YOUR OBJECTIVE: Read through the listing below and copy each line in which the word "sofa" occurs.

____________________

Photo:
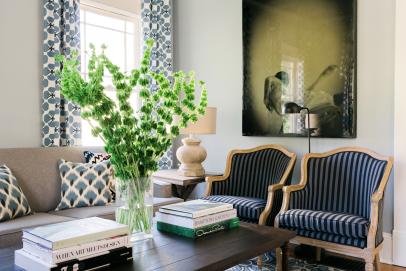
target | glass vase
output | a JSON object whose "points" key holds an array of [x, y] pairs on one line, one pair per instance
{"points": [[135, 198]]}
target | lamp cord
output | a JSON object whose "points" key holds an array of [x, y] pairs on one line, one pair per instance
{"points": [[308, 125]]}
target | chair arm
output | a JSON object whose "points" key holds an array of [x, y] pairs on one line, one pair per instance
{"points": [[374, 219], [210, 180], [274, 187], [293, 188], [287, 190]]}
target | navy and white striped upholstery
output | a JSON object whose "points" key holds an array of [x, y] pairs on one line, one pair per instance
{"points": [[247, 186], [319, 221], [343, 183], [335, 204], [333, 238], [252, 173], [248, 209]]}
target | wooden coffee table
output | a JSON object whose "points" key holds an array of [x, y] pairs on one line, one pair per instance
{"points": [[217, 251]]}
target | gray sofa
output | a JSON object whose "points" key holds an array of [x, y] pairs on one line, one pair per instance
{"points": [[37, 173]]}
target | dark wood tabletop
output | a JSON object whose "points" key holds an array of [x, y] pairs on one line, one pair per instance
{"points": [[217, 251]]}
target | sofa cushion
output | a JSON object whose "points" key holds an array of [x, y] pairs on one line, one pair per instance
{"points": [[94, 157], [347, 225], [247, 208], [36, 170], [34, 220], [84, 184], [107, 212], [11, 231], [13, 203], [333, 238]]}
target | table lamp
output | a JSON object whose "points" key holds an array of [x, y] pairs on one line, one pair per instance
{"points": [[191, 155]]}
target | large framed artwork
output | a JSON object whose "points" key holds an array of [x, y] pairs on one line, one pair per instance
{"points": [[299, 53]]}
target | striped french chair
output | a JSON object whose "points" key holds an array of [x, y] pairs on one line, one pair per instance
{"points": [[338, 203], [253, 182]]}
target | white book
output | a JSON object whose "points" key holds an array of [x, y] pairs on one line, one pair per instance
{"points": [[196, 208], [194, 223], [75, 232], [76, 252], [30, 262]]}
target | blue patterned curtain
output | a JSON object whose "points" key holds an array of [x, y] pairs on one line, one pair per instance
{"points": [[60, 118], [157, 24]]}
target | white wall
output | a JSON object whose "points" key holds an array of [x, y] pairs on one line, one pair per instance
{"points": [[20, 73], [399, 231], [208, 39]]}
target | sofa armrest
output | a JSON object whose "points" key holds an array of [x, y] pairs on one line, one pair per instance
{"points": [[287, 194]]}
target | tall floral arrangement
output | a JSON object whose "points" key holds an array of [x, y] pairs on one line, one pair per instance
{"points": [[135, 138]]}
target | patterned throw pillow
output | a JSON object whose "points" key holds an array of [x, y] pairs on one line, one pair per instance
{"points": [[94, 158], [13, 202], [84, 184]]}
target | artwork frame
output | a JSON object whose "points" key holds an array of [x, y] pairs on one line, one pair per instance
{"points": [[292, 59]]}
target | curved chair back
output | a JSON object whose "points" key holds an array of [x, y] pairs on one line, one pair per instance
{"points": [[342, 180], [251, 171]]}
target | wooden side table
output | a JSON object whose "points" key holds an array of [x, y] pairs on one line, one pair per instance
{"points": [[182, 186]]}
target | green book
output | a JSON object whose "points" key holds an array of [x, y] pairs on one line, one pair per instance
{"points": [[198, 232]]}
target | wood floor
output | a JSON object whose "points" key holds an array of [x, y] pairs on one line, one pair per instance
{"points": [[384, 267]]}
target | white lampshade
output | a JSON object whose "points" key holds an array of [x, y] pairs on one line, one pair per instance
{"points": [[205, 124]]}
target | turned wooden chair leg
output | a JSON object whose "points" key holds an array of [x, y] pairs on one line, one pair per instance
{"points": [[377, 263], [278, 256], [369, 264], [259, 262]]}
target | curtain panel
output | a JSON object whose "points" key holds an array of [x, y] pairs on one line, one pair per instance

____________________

YOUR RESPONSE:
target | gray sofa
target | sofa cushion
target | sofa armrest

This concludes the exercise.